> WHAT YOU ARE ASKED TO DO: Reproduce all of the data below verbatim, omitting the pictures.

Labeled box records
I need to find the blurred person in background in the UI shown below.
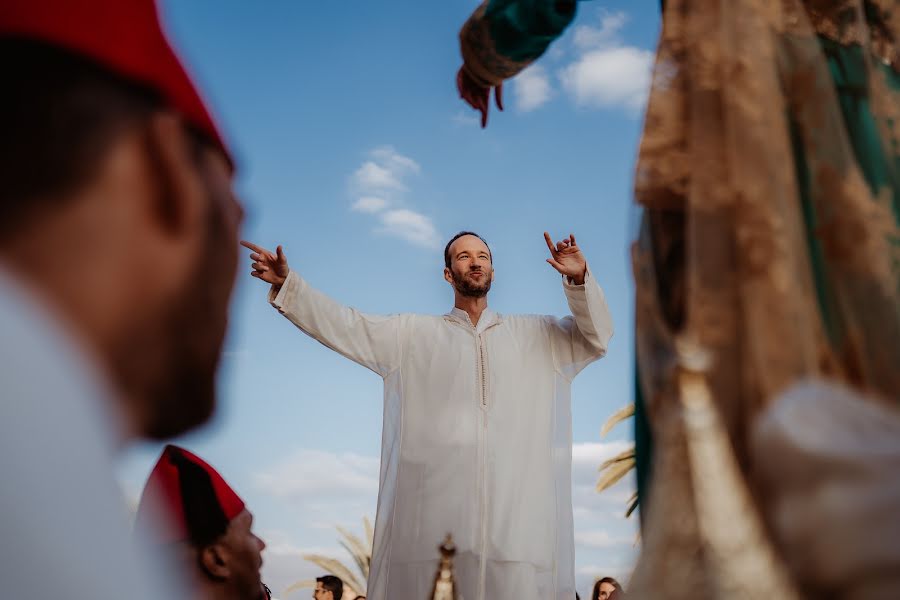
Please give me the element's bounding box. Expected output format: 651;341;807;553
591;577;622;600
0;0;242;600
135;445;269;600
313;575;344;600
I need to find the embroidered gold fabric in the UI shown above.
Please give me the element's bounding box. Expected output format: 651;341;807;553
632;0;900;599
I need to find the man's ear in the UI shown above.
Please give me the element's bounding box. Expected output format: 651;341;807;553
146;111;208;236
199;544;231;580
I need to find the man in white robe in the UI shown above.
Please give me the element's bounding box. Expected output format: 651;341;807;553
244;232;613;600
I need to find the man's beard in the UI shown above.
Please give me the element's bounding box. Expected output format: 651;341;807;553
450;269;492;298
114;204;237;439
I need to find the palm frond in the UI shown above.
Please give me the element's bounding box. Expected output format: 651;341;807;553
600;402;634;437
597;451;636;492
600;446;634;471
338;540;369;581
303;554;365;595
363;517;375;558
625;492;638;519
337;525;372;579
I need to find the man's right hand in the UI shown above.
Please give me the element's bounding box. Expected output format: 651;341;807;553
241;241;291;288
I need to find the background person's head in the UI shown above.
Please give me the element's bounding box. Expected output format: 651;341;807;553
135;445;266;600
313;575;344;600
444;231;494;298
0;0;242;438
591;577;622;600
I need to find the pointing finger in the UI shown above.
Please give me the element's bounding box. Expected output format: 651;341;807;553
241;240;266;254
544;231;556;256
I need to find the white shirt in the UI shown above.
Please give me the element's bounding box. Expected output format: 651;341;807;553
269;272;613;600
0;268;183;600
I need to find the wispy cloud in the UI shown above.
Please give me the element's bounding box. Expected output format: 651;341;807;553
574;11;628;50
350;146;440;248
350;196;388;213
513;64;552;112
380;208;440;248
256;449;378;503
559;12;653;112
453;110;481;127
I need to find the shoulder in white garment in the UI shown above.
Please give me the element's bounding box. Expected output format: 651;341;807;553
0;269;184;600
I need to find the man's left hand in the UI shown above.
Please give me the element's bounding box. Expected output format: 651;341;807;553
456;67;503;129
544;231;587;285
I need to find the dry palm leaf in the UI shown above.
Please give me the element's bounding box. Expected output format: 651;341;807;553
281;579;316;596
600;402;634;437
597;447;635;492
303;554;366;595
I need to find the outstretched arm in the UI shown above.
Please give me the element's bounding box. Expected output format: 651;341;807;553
241;242;400;377
544;232;613;379
456;0;575;127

> RESPONSE TO THIS EXERCISE:
I need to find the blurred person in background in the UI shown below.
Please give me the element's bounding box. Expected output format: 651;341;807;553
591;577;622;600
0;0;242;600
135;445;269;600
313;575;344;600
I need to find the embroidered gold fabric in the UI shown above.
Please give me the element's bounding box. Expected output format: 651;341;807;553
632;0;900;599
I need to find the man's ear in the UI shown above.
Please give me the element's bounding box. Expected output format: 651;341;807;553
146;111;208;236
199;544;231;580
I need to find the man in white robe in the UI shown above.
Please give me the element's bounding box. Expected output format: 651;341;807;553
244;232;613;600
I need to find the man's beard in the UI shown above.
Please give me the element's bounding box. Expected output format: 651;341;807;553
450;269;492;298
114;204;237;439
I need to find the palm frond in the UI shown above.
Please give me the element's bounding box. Expected output format: 651;341;807;553
600;402;634;437
597;451;636;492
600;446;634;471
338;540;369;581
303;554;365;595
363;517;375;558
625;492;638;519
337;525;372;579
I need to find the man's right hand in the UI shown above.
Please give me the element's bounding box. Expected output format: 651;341;807;553
241;241;291;288
I need to find the background person's head in the UI shown above.
Please give me the element's bounding box. Expected output format: 651;341;807;553
135;445;266;600
313;575;344;600
444;231;494;298
0;0;242;438
591;577;622;600
I need to find the pointing finger in the UI shown above.
Please give me the element's bounding box. Expected output format: 651;341;807;553
241;240;266;254
544;231;556;256
I need to find the white shirt in the UI shown above.
Please give me the element's bounding box. Expected output format: 651;341;807;553
269;272;613;600
0;268;183;600
I need to find the wispy cloud in the UI shown above.
Please give me the element's bounding box. Expected output format: 651;341;807;553
574;11;628;50
350;146;440;248
350;196;388;213
513;64;552;112
380;208;440;248
256;449;378;503
559;12;653;112
453;110;481;127
I need to find the shoulder in white garment in the UI shown above.
Please give me the element's bounding box. Expected output format: 651;341;807;553
0;269;184;600
I need to find the man's left hand in the UI shown above.
Please give me the element's bounding box. Expected output format: 651;341;807;553
456;67;503;129
544;231;587;285
I need to find the dry palm leaf in the UI shown above.
Please give me the element's bounding box. Expected output format: 651;341;807;553
281;579;316;596
600;402;634;437
597;447;635;492
303;554;366;595
I need to find the outstretched arm in the UI shown above.
Please give me the element's bounding box. Expected output format: 651;341;807;553
241;242;400;377
544;232;613;379
456;0;575;127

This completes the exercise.